THE REQUEST
Reproduce word for word the lines that begin with the one containing "of the nose" and continue through the end of the entries, including both of those end lines.

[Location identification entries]

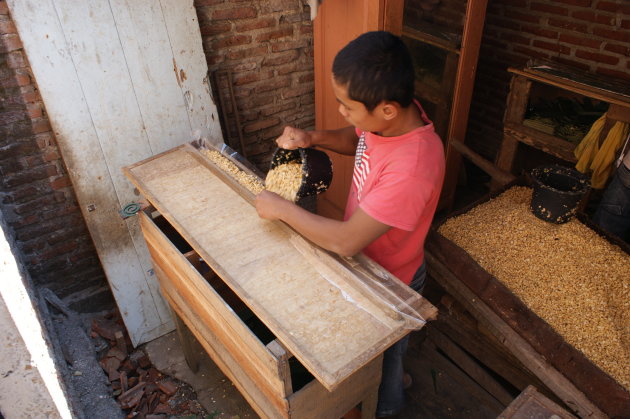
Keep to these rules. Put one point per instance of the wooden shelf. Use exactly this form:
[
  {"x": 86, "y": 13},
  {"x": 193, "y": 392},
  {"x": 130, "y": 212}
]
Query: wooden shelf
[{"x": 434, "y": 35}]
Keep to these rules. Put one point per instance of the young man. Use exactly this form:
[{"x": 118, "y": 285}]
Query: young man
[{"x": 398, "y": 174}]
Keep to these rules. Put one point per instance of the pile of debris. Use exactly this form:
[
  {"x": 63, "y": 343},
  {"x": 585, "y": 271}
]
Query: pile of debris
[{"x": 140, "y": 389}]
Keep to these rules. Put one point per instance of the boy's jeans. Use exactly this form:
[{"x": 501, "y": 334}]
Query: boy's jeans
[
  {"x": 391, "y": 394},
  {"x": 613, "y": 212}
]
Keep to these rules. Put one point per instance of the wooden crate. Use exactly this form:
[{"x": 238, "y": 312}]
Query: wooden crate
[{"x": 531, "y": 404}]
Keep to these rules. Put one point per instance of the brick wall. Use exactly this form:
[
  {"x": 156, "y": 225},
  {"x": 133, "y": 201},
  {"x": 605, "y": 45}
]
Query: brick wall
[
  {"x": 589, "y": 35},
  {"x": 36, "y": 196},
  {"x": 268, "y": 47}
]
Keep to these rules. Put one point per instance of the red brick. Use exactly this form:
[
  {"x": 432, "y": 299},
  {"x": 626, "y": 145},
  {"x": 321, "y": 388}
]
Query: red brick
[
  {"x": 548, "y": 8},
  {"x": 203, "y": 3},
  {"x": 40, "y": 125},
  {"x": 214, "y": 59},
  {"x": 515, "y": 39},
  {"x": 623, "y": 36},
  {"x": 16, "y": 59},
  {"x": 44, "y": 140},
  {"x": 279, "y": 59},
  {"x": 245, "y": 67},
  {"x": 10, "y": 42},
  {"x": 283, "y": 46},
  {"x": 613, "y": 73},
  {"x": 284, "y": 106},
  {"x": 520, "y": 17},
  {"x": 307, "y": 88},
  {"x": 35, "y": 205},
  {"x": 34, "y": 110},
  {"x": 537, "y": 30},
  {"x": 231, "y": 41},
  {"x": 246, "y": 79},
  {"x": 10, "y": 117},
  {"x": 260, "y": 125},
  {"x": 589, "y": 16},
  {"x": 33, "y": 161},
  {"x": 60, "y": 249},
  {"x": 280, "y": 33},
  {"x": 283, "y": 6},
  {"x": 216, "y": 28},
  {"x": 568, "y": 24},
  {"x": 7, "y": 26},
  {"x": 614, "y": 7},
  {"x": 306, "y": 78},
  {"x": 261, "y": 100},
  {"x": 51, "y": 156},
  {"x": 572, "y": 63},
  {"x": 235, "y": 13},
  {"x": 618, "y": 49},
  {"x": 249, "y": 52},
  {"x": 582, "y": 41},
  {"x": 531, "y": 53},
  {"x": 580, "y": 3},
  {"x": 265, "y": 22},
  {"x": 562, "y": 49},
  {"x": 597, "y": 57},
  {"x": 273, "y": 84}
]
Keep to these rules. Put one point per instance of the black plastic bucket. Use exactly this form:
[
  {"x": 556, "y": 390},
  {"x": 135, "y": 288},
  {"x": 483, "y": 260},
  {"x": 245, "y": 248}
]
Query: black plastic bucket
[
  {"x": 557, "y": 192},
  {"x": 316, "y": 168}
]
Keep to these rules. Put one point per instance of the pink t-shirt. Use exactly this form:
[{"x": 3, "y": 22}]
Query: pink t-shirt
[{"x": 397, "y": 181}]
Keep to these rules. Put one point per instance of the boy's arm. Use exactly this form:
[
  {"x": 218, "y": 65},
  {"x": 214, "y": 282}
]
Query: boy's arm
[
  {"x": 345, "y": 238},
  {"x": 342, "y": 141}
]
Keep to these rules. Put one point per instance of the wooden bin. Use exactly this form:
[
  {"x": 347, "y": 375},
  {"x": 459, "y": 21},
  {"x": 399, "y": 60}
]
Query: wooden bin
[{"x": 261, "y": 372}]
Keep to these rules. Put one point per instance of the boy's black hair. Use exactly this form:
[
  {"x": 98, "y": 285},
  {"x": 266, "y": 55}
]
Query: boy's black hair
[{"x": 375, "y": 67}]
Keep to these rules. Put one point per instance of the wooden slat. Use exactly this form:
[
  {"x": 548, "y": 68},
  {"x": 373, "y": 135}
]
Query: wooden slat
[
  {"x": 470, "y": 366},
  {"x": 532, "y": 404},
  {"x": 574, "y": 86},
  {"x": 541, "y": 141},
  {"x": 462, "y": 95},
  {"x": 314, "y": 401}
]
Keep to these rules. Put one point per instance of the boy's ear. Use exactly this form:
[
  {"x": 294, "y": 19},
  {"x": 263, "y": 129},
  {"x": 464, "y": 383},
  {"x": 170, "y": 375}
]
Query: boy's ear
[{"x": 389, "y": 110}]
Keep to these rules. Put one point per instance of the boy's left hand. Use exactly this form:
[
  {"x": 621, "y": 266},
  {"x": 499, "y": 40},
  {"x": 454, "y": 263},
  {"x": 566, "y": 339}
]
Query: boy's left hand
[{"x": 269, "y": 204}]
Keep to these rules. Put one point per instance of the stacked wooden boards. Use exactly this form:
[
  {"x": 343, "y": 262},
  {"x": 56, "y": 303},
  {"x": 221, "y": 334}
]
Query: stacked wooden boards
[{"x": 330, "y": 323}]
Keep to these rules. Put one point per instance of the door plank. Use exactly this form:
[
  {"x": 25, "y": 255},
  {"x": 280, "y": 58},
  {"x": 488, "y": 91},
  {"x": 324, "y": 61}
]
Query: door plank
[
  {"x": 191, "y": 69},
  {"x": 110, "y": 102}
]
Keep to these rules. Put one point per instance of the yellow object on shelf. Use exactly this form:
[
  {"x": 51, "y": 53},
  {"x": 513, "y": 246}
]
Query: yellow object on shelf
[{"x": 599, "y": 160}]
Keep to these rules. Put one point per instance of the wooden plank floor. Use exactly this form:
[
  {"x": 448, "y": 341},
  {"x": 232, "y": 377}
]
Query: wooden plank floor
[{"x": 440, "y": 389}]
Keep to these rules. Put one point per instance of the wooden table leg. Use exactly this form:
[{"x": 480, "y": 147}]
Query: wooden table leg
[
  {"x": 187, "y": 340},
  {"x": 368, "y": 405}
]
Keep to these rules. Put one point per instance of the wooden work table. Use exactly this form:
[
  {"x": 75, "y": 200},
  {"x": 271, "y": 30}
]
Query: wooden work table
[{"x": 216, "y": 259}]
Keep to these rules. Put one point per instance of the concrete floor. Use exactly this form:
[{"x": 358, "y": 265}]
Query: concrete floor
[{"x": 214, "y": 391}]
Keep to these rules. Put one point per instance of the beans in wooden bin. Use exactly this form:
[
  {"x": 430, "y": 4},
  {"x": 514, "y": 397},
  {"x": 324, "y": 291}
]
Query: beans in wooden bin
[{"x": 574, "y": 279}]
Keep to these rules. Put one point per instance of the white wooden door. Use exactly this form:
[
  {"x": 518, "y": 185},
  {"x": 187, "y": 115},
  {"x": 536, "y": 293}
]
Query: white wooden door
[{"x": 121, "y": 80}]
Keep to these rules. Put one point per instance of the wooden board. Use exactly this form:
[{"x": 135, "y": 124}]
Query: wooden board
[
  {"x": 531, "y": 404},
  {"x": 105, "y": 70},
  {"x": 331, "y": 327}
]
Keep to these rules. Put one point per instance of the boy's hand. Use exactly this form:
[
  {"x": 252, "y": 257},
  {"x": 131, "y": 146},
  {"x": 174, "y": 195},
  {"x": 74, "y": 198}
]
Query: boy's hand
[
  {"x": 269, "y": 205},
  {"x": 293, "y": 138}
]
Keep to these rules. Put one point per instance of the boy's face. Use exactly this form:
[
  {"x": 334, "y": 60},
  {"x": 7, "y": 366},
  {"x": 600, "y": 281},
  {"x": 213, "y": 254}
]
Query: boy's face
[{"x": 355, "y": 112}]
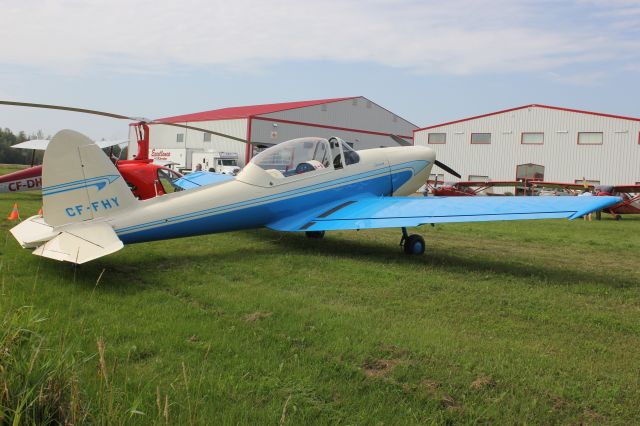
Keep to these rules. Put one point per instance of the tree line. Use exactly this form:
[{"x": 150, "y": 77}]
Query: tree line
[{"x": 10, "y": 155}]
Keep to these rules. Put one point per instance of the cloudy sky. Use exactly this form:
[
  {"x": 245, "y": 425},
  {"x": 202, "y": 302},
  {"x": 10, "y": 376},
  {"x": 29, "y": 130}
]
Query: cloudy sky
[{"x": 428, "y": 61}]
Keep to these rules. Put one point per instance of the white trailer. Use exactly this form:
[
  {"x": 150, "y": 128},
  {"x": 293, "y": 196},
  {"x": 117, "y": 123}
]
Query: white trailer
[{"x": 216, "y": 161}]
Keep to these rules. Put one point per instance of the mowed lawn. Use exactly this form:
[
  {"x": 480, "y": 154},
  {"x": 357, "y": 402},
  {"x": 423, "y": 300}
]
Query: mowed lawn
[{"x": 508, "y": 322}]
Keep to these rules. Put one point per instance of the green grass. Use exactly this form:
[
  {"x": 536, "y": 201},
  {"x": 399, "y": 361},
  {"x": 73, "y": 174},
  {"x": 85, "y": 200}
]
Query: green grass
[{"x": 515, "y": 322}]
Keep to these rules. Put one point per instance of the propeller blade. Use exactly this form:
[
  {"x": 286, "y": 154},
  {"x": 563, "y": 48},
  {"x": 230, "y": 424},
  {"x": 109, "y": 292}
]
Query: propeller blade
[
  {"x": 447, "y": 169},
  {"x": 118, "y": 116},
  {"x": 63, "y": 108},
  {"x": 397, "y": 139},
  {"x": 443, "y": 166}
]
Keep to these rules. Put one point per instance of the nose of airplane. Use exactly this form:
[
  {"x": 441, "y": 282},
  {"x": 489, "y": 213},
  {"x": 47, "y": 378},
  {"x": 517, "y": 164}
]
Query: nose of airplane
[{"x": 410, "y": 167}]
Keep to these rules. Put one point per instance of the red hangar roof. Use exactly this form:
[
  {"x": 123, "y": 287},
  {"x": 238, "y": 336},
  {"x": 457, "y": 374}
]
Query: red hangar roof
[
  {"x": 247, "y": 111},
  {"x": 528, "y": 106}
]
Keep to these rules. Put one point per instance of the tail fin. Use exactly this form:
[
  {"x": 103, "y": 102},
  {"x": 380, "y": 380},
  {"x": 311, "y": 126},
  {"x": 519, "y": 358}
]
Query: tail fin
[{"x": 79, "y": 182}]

OUTPUT FOR THIS EXERCISE
Keep to these rules. Put one point per instance of the nose of airplane. Use exactly this form:
[
  {"x": 441, "y": 282},
  {"x": 489, "y": 213},
  {"x": 47, "y": 378},
  {"x": 517, "y": 164}
]
Query: nose of airplane
[{"x": 410, "y": 167}]
Keep to these rules. Put one point per instance of the red hangar roof. Use exactly this form:
[
  {"x": 123, "y": 287},
  {"x": 238, "y": 336},
  {"x": 457, "y": 374}
]
Query: red hangar roof
[
  {"x": 247, "y": 111},
  {"x": 528, "y": 106}
]
Keep to these rules. Put one point per instance of the tail fin. Use exactly this form:
[
  {"x": 103, "y": 102},
  {"x": 380, "y": 380},
  {"x": 311, "y": 126},
  {"x": 519, "y": 358}
]
Query: tail fin
[{"x": 79, "y": 182}]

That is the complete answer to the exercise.